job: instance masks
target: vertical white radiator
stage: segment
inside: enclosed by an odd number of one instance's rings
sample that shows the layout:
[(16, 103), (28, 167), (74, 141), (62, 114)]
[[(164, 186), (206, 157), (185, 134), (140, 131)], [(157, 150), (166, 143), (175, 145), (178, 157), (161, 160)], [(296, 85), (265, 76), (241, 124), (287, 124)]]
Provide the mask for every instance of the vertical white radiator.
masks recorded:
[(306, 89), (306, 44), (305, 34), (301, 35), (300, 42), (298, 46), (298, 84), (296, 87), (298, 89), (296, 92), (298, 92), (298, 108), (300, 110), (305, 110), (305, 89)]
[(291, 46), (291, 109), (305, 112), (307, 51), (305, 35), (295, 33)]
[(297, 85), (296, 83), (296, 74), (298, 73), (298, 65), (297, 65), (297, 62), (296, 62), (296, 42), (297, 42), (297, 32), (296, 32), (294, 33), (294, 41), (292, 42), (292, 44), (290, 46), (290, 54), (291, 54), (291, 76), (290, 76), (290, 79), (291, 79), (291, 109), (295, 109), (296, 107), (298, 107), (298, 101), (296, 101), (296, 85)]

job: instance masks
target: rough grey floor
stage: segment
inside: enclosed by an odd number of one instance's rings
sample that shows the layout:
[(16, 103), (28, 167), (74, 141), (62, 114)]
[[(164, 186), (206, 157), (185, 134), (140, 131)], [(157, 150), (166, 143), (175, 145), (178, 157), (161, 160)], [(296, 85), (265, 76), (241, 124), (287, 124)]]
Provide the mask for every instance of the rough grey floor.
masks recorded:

▶ _AIM OF THE TASK_
Copy out the lines exactly as they appear, from the very first one up to and including the line with "101), (296, 85)]".

▶ _FINAL ANSWER_
job: instance masks
target: vertical white radiator
stage: segment
inside: enclosed by an odd number of one instance's rings
sample that shows the layout:
[(16, 103), (28, 167), (74, 141), (62, 114)]
[[(164, 186), (206, 157), (185, 134), (140, 131)], [(157, 150), (166, 143), (175, 145), (178, 157), (161, 160)], [(296, 85), (265, 76), (241, 124), (287, 124)]]
Provide the mask for every instance of the vertical white radiator.
masks recorded:
[(306, 89), (306, 44), (305, 34), (301, 35), (300, 42), (298, 46), (298, 84), (296, 87), (298, 89), (296, 92), (298, 92), (298, 108), (300, 110), (305, 110), (305, 89)]
[(291, 46), (291, 109), (305, 112), (307, 51), (305, 35), (295, 33)]
[(297, 85), (296, 83), (296, 74), (298, 73), (298, 65), (297, 65), (297, 62), (296, 62), (296, 42), (297, 42), (297, 32), (296, 32), (294, 33), (294, 41), (292, 42), (292, 44), (290, 46), (290, 54), (291, 54), (291, 76), (290, 76), (290, 79), (291, 79), (291, 109), (295, 109), (296, 107), (298, 107), (298, 101), (296, 101), (296, 85)]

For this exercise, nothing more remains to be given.